▸ **Location identification entries**
= = =
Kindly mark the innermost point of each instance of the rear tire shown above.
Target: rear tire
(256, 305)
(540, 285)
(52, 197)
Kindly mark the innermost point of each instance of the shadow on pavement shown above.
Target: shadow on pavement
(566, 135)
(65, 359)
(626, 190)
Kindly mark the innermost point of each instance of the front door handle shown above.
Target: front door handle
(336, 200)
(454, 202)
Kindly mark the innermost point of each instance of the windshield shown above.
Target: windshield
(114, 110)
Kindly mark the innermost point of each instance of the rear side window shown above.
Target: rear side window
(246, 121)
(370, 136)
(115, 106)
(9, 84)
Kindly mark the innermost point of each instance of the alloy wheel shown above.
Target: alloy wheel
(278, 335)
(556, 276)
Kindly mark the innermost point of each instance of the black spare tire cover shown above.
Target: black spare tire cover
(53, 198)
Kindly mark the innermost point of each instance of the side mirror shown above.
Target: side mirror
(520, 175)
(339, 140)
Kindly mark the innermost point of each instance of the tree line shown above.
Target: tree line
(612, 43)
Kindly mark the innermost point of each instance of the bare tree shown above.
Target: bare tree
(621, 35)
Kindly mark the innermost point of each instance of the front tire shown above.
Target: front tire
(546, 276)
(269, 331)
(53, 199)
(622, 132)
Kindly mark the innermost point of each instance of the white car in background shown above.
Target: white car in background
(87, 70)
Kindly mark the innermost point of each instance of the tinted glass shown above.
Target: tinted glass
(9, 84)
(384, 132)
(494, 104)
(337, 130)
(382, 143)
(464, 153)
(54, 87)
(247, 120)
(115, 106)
= = =
▸ **What the task asks**
Reproduce every item above verbatim, line for line and in the same order.

▸ **Response to this exercise**
Kindly mark the innermost point of each instance of the rear tire shown above.
Target: rear tire
(256, 305)
(540, 285)
(52, 197)
Kindly mark the innermost point of each instance of the shadow on pavement shown above.
Target: shadow on pavement
(566, 135)
(65, 359)
(626, 190)
Kindly mark the innermost point of each instance of the front door handle shown above.
Target: front door handle
(336, 200)
(454, 202)
Kindly mark the innermost point of each instance of the windshield shown above.
Target: windshield
(114, 110)
Kindly mark the innermost point of each instance of the rear side window shown above.
Target: rear side window
(246, 121)
(370, 136)
(115, 106)
(9, 84)
Kindly mark the innermost point of each instance of the alloy wheel shown above.
Target: alloy wheel
(278, 335)
(556, 276)
Kindly mark the innermost point of each instance of the black spare tire cover shown above.
Target: black spare tire cover
(53, 198)
Kindly mark the innermost point of each instance of the side mirror shown above.
Target: side mirror
(520, 175)
(339, 140)
Kindly mark the innermost point of each instance of the tree line shown above.
Target: tree line
(612, 43)
Kindly mark the innermost point of each instance of the bare tree shown above.
Target: bare tree
(621, 35)
Kindly mark the innermost point of each instance of the front tire shown above.
Target: front tire
(546, 276)
(269, 331)
(53, 199)
(622, 132)
Kindly mark the innermost point of each instance of the white car in background shown above.
Target: white car in background
(87, 70)
Kindly mark the innermost point of each instance of the tinted glass shown above.
Target: tinted glass
(9, 84)
(384, 132)
(494, 104)
(337, 130)
(382, 143)
(464, 153)
(54, 87)
(247, 120)
(115, 106)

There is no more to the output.